WHAT THE TASK ASKS:
Find every line in the entries below that contains the word "roof" and copy each one out. Case counts.

◇ ◇ ◇ ◇ ◇

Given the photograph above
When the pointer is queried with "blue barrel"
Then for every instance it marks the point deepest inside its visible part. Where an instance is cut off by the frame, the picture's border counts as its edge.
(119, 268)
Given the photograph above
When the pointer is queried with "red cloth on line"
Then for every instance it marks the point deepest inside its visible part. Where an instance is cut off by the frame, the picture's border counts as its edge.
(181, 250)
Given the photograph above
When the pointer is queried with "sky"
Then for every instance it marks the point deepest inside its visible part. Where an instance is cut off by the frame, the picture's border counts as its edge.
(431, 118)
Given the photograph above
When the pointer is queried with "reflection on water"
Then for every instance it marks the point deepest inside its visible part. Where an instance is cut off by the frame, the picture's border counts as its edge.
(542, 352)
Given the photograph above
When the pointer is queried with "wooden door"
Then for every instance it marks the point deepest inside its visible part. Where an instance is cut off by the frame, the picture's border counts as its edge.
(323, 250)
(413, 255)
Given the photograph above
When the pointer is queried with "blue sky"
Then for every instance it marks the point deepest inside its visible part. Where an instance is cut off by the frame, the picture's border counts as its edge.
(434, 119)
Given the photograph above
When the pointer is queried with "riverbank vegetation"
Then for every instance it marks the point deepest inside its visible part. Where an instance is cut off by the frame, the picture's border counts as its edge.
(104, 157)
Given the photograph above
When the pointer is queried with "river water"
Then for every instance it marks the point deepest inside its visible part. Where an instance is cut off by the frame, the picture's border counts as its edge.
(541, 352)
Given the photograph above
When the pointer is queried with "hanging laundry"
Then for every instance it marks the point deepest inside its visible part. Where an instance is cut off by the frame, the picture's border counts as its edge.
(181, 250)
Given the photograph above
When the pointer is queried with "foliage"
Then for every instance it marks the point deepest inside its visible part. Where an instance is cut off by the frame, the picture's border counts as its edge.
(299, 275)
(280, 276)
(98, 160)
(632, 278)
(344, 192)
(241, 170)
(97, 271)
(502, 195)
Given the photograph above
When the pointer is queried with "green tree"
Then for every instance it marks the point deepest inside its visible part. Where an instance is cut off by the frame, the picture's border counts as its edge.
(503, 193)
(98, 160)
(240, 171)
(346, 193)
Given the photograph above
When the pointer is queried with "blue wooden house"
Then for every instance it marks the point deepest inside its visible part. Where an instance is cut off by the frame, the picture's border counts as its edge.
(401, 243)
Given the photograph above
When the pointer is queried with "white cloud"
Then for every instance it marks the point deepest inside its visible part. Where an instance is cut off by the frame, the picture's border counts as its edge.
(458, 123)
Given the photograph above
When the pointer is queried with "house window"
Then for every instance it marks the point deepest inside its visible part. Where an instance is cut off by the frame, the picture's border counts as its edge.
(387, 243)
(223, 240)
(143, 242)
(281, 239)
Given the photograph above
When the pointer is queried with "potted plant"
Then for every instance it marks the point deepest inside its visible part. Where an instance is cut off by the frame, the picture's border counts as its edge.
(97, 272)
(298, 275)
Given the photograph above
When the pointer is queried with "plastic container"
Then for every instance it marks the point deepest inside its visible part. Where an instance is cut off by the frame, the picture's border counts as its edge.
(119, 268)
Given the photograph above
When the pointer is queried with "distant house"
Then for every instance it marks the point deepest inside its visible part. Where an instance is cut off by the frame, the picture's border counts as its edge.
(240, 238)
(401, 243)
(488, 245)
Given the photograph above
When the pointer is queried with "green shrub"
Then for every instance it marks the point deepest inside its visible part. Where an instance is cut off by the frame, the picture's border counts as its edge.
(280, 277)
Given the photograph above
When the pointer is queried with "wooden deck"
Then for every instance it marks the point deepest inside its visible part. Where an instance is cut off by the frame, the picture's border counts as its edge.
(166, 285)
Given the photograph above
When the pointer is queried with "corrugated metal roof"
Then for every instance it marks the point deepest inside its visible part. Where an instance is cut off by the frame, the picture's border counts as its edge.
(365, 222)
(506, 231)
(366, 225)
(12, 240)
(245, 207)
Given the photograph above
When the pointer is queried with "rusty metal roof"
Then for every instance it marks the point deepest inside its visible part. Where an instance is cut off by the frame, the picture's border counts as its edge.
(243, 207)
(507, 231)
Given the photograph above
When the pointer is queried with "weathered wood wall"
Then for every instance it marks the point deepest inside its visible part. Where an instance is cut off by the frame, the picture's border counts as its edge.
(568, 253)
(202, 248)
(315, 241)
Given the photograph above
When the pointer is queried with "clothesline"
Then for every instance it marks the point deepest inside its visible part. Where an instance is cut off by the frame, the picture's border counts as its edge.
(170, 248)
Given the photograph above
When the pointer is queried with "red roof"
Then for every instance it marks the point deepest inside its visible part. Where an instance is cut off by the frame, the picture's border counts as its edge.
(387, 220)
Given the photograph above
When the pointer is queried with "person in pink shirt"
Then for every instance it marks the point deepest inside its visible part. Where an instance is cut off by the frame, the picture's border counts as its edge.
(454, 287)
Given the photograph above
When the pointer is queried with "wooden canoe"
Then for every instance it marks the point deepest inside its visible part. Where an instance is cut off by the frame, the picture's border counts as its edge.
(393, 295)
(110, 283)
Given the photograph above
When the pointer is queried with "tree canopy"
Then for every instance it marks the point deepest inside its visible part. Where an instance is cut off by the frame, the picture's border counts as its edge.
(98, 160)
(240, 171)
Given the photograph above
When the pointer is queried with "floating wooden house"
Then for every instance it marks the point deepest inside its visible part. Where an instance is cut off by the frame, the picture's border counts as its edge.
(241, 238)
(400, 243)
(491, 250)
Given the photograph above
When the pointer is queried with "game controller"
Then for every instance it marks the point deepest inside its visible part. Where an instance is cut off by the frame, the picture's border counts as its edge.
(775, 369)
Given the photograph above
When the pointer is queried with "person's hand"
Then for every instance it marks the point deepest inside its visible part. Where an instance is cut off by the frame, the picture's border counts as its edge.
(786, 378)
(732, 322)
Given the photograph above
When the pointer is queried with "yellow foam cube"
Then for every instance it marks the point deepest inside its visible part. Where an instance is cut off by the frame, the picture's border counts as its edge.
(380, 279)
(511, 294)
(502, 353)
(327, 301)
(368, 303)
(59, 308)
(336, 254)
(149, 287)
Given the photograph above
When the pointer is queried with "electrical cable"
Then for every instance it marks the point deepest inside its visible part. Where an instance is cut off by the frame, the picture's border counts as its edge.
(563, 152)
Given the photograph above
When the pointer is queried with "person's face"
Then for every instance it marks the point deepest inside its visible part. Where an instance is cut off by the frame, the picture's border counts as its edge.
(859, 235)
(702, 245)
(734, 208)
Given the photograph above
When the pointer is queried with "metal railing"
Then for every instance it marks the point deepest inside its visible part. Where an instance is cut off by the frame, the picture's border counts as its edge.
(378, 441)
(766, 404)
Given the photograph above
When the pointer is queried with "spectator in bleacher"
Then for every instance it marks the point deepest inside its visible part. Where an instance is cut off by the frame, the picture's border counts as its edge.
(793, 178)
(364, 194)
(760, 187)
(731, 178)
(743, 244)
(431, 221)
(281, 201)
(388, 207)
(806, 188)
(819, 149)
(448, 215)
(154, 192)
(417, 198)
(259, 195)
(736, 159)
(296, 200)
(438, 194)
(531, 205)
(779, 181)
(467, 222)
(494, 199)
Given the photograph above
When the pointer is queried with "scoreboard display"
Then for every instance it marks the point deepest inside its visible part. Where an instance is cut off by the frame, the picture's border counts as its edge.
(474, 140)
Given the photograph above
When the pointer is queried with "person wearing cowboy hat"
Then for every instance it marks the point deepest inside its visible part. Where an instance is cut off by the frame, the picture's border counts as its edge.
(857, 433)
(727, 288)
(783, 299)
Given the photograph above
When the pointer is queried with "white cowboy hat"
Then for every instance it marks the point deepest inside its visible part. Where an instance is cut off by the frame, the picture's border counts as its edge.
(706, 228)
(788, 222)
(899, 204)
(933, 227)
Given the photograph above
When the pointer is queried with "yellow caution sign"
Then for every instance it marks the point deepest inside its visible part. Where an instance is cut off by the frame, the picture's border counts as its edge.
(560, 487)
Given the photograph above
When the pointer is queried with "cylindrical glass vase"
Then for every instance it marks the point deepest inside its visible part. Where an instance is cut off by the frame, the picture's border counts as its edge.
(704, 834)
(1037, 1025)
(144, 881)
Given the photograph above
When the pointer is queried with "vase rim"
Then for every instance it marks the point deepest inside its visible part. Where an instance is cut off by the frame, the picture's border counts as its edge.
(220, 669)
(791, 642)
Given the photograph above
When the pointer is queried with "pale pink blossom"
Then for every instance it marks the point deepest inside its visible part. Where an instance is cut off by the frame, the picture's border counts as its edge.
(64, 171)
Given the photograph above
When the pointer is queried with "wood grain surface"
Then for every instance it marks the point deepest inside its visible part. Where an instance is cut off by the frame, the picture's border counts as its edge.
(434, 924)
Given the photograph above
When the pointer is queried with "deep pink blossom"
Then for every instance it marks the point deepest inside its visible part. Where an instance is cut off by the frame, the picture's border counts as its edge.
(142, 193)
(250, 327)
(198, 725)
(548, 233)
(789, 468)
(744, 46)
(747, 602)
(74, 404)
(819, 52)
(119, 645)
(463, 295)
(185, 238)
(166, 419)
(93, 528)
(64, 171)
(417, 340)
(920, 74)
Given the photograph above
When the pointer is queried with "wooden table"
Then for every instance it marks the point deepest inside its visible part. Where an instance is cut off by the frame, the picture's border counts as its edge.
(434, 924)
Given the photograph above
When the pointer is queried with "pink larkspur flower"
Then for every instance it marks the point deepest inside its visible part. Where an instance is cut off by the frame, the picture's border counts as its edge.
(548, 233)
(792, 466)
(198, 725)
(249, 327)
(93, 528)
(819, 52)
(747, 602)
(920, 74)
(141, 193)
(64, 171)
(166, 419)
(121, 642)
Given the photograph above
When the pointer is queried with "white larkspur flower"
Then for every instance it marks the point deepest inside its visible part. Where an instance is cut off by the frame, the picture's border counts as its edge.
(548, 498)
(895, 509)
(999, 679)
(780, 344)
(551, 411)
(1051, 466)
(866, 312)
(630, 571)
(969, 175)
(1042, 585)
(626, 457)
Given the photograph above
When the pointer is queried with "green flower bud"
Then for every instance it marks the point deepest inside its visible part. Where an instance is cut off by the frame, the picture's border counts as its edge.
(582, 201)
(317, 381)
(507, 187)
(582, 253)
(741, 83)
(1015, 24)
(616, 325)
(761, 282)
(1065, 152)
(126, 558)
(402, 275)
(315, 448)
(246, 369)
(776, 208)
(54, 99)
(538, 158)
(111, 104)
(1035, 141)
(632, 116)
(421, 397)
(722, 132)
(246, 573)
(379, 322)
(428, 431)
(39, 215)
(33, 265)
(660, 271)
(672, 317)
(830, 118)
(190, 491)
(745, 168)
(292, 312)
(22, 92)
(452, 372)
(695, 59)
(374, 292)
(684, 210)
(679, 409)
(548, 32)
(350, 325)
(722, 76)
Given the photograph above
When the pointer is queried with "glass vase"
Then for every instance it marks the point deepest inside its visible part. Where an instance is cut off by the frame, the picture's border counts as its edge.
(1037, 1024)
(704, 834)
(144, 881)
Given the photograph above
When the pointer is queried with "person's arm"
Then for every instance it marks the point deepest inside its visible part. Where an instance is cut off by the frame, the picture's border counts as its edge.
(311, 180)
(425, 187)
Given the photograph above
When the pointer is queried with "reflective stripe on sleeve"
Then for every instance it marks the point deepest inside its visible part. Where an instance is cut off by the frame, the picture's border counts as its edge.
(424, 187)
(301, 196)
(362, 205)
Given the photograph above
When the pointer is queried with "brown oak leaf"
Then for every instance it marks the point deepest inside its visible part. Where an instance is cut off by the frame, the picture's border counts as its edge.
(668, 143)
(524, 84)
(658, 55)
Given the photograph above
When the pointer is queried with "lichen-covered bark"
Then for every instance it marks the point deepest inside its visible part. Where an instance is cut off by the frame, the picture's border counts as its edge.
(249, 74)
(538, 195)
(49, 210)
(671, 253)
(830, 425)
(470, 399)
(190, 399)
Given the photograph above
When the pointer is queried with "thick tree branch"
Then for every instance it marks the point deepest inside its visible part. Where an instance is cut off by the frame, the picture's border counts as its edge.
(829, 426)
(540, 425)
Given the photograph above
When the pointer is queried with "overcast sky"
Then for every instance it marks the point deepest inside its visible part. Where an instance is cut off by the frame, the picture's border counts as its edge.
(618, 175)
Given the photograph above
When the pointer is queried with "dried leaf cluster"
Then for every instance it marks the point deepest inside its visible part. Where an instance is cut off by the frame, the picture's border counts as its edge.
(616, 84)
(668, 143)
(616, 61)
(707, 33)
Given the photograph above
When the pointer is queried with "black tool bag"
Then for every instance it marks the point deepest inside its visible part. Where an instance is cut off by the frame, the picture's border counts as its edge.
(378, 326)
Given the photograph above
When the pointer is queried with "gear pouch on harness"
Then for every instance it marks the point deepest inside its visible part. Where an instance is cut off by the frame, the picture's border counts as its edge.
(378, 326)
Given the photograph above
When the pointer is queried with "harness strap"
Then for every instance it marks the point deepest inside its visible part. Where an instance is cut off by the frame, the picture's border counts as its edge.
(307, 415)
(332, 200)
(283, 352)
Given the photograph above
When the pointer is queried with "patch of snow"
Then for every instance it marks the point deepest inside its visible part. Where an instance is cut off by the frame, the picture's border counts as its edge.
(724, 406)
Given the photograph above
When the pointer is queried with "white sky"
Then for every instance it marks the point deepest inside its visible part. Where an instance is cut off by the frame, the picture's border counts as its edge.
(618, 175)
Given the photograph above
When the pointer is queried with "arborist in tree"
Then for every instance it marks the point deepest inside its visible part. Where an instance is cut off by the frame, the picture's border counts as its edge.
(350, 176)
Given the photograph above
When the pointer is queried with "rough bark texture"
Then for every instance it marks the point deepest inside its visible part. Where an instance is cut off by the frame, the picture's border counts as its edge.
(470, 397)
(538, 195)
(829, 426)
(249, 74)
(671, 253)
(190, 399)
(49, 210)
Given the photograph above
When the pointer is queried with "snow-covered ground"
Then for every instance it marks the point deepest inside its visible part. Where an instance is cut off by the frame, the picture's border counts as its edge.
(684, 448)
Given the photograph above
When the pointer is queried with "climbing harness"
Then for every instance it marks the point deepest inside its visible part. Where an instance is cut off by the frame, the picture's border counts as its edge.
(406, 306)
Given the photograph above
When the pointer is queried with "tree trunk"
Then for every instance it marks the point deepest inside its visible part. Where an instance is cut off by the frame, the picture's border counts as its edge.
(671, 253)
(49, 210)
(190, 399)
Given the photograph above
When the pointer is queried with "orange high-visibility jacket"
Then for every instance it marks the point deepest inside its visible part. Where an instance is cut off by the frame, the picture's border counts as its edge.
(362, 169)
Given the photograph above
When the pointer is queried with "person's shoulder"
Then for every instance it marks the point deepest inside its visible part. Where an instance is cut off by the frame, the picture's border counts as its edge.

◇ ◇ ◇ ◇ ◇

OUTPUT OF THE TASK:
When the pointer is queried with "corrugated metal roof"
When the pointer is queried with "rusty metal roof"
When the pointer is queried with "red roof"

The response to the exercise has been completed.